• Exercise:
Retype all the entries word for word, but omit the pictures.

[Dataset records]
-=-=-=-=-

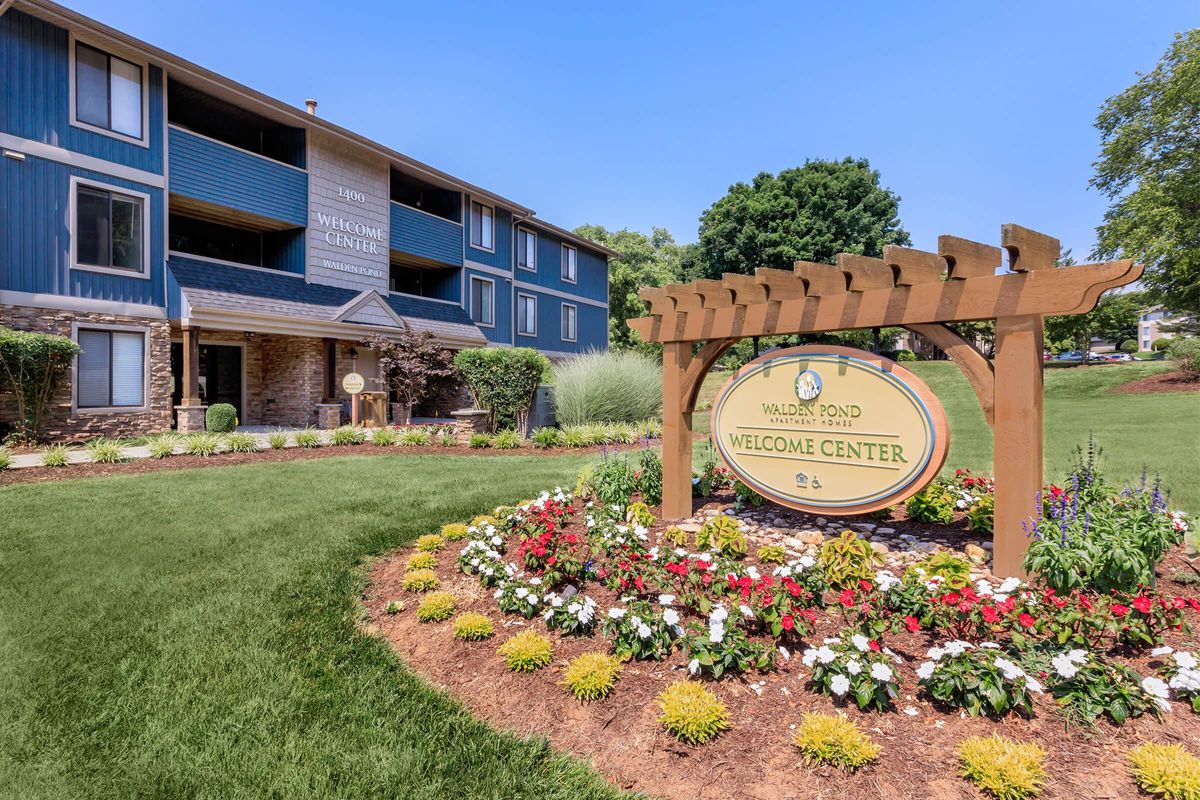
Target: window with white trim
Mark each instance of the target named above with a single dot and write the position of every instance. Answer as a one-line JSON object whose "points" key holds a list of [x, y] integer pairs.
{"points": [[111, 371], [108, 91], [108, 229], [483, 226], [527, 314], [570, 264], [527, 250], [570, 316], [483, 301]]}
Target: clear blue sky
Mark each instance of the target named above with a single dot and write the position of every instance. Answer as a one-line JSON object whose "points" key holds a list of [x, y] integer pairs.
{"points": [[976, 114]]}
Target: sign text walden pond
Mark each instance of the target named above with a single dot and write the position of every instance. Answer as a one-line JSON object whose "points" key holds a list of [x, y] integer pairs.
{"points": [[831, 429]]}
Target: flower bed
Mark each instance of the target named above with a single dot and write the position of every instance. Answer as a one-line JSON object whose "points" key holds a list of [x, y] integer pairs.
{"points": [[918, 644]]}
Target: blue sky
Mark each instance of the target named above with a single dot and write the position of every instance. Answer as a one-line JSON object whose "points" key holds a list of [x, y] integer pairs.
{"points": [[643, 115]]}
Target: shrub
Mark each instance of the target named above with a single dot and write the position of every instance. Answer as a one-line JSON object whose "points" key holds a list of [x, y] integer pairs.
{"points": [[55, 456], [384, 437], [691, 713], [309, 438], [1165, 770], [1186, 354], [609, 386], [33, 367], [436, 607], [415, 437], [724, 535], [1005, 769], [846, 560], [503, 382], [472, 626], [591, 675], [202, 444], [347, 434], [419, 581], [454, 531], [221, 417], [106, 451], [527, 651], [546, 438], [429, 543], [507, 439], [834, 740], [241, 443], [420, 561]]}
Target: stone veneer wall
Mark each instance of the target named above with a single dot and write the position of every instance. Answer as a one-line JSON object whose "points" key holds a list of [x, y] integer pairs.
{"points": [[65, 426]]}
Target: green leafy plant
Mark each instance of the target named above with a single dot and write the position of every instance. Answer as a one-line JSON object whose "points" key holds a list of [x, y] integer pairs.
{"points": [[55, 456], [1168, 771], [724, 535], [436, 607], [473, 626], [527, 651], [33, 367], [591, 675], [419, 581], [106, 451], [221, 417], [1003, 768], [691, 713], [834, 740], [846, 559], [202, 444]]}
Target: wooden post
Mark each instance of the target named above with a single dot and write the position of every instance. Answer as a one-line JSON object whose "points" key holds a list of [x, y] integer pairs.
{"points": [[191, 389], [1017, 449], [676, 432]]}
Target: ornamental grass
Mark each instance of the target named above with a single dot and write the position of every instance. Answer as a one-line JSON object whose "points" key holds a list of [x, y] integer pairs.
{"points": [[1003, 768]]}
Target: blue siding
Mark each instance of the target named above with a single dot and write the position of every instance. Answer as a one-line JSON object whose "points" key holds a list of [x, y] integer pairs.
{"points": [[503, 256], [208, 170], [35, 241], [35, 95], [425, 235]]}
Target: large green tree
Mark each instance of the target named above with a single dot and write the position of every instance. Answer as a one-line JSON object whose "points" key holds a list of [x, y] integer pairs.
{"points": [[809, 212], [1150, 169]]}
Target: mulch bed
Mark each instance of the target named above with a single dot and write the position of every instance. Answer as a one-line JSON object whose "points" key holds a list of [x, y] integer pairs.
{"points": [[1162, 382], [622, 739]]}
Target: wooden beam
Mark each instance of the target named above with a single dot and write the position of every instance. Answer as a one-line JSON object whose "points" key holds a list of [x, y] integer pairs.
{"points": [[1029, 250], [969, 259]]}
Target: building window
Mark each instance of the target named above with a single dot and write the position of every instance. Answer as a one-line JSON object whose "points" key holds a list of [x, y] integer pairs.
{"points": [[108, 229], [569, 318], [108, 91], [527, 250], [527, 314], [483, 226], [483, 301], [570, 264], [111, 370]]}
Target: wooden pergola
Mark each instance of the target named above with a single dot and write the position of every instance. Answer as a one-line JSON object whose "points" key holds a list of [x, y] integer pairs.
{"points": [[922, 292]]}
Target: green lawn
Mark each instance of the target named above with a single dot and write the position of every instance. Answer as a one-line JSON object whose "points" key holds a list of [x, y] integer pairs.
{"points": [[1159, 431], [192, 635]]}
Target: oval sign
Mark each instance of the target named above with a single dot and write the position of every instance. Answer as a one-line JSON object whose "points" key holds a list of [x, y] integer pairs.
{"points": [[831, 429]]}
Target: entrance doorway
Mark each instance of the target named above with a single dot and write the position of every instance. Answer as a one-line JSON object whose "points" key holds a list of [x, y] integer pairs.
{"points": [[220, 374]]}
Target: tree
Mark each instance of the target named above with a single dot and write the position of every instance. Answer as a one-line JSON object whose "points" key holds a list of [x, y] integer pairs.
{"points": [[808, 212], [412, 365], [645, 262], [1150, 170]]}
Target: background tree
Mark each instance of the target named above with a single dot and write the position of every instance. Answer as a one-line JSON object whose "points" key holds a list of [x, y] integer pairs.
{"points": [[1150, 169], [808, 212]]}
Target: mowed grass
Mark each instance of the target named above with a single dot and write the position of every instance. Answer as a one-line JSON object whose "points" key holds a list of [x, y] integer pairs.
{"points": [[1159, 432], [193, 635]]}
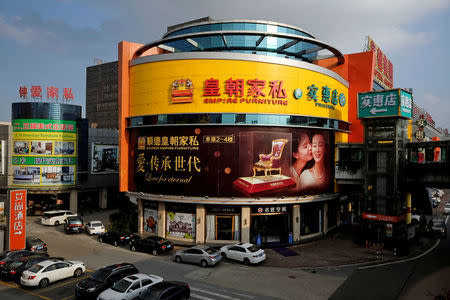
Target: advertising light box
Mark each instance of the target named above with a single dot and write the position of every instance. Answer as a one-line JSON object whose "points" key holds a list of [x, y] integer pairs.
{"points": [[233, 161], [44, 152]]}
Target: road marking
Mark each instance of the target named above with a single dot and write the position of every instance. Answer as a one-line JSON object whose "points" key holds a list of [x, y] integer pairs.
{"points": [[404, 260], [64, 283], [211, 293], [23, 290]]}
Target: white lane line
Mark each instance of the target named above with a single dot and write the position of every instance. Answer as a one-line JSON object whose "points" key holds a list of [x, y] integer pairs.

-=-=-=-=-

• Response below:
Target: window with white trim
Mark each instance of the target named above with a single dot and write the position of every instance. Answer as a one-line JSON object whose "points" key holds a list of [x, y] integer pairs.
{"points": [[111, 371], [108, 91], [108, 229], [483, 226], [527, 314], [570, 264], [527, 250], [570, 316], [483, 301]]}
Target: clear blue sky
Mark each instance of the target named above with a single dot and write the position of every instance. Answer as a one-line JSON object whose "points" key holds a list of [x, y] integer pairs.
{"points": [[976, 114]]}
Target: sign text walden pond
Mark each instance of the target named above with a single dot and write the position of every instance. Answer as a one-line JSON object whose "points" key holds a list of [x, y] integer pairs.
{"points": [[831, 429]]}
Target: flower bed
Mark each instance of the target named above with a single dot and write the position of every instance. Answer as a one-line JSON object whose "points" key holds a list of [x, y] integer pairs.
{"points": [[918, 644]]}
Target: blue sky
Mark each instance of the target named above with a single dot and write the position of every instance. Answer as a one-line JSON object whose "points" key holds a list of [x, y] integer pairs.
{"points": [[643, 115]]}
Target: shrub
Mark each instance of the target named above with a single dot and write the position of every instance. Answer as a one-line JSON object whose "points" key holds a list of [x, y] integer pairs.
{"points": [[55, 456], [384, 437], [691, 713], [309, 438], [1165, 770], [1186, 354], [609, 386], [33, 367], [436, 607], [415, 437], [724, 535], [1005, 769], [846, 560], [503, 382], [472, 626], [591, 675], [202, 444], [347, 434], [419, 581], [454, 531], [221, 417], [106, 451], [527, 651], [546, 438], [429, 543], [507, 439], [834, 740], [241, 443], [420, 561]]}
Target: stone veneer wall
Mark each instance of the target named above with a single dot and write the position of every instance. Answer as a one-line JSON object whose "points" key holds a list of [x, y] integer pairs.
{"points": [[65, 426]]}
Target: green leafy plant
Mark each instance of the target named above with a single dot and write the position of every instance. Answer as a one-line JSON object whose "points" key holds a list of [x, y] integer pairs.
{"points": [[55, 456], [1168, 771], [724, 535], [436, 607], [473, 626], [527, 651], [33, 367], [591, 675], [419, 581], [106, 451], [221, 417], [1003, 768], [691, 713], [834, 740], [846, 559], [202, 444]]}
Target: wooden post
Mark each instance of the target named above with a single dot and write the position of every instance. Answer as a one-line JSON object whose "points" key holds a list of [x, y] integer pairs.
{"points": [[191, 389], [1017, 449], [676, 432]]}
Target: ornamental grass
Mark each instance of the target named above with a single dot and write the position of every instance. Answer as a one-line JSON object whose "points" key holds a list of [x, y] integer pairs.
{"points": [[1003, 768]]}
Target: blue siding
Mark each instance of the target named above with a single dot and write the position of every instance. Answer as a one-line JSON object whose "points" key holds a list of [x, y] integer pairs.
{"points": [[503, 256], [208, 170], [35, 241], [35, 95], [425, 235]]}
Target: large green tree
Mark each instance of the target named above with a single dot and write the position of every instance. Answer as a one-line JSON object whose "points" key holds a list of [x, y] integer pairs.
{"points": [[809, 212], [1150, 169]]}
Target: mulch bed
Mark each instance of the target named above with a single dot and write the position of every instance. Answer as a one-line JSON object whose "points" key holds a list of [x, y] integer pairs.
{"points": [[1162, 382], [622, 739]]}
Target: wooden beam
Mark each instance of the target named above with a single dot and write the position of every instance. Answer as a one-line JSON object whose "points" key holds a list of [x, y] integer pairs.
{"points": [[1029, 250], [969, 259]]}
Target: building window
Mark each instance of the target named above with a single dot and write the position of every instance. Answer as a one-line JSON object whose "points" key holds a list of [x, y] integer pairs.
{"points": [[108, 229], [569, 318], [108, 91], [527, 250], [527, 314], [483, 226], [483, 301], [570, 264], [111, 370]]}
Target: wooden pergola
Mark each instance of the target named above with a single dot and write the position of every instance. Answer as a one-line JSON object whose "points" key holds a list of [x, y] integer pairs.
{"points": [[922, 292]]}
Target: green lawn
Mark each instance of the target named above with a single dot and write the position of every instance. Answer as a one-line JSON object whose "points" key holds a list of [x, y] integer pairs.
{"points": [[1159, 431], [192, 635]]}
Target: oval sign
Mark each instance of the target named above with a single dot and write the position of every instance. Answer as a one-line JSON object whose "points" key holds a list of [x, y] integer pairs.
{"points": [[831, 429]]}
Target: entrance doorway
Mark each instance of the target named above with a single dot and write the position of every instance. Answer as a one-line JSON object whose "points" key holds a list of [x, y] integer pairs.
{"points": [[220, 374]]}
Target: tree
Mark each instance of the target named above with a single dot and write the position of every instance. Answer as a one-line JSON object whose "points" key holds a list of [x, y] integer pairs.
{"points": [[808, 212], [412, 365], [645, 262], [1150, 170]]}
Target: background tree
Mark each instance of the target named above with a single dot and write the position of every instance. Answer as a one-line JSON object whose "points" key holds a list of [x, y] integer pairs.
{"points": [[1150, 169], [808, 212]]}
Target: mowed grass
Mark each instance of the target named above with a single dot and write the position of every instance. Answer as a one-line JSON object whose "points" key holds a list of [x, y] integer pairs.
{"points": [[1159, 432], [193, 635]]}
Target: advertising light box
Mark each instance of the target named above with a single dot and write the position of every instance. Answer as a one-line JSON object whose "points" key holds a list of [x, y] integer pairs.
{"points": [[233, 161], [44, 152]]}
Target: road marking
Mark each instance of the target named above with a single dot and write the position of every instance. Answer as a one-line JSON object whose "points" key holds a list of [x, y] integer pairs.
{"points": [[404, 260], [64, 283], [211, 293], [23, 290]]}
Target: white lane line
Mark each instance of the target named above with a single dot and write the position of every instance. Answer as a one-line JSON object whose "points" key holds a list of [x, y] integer pairs.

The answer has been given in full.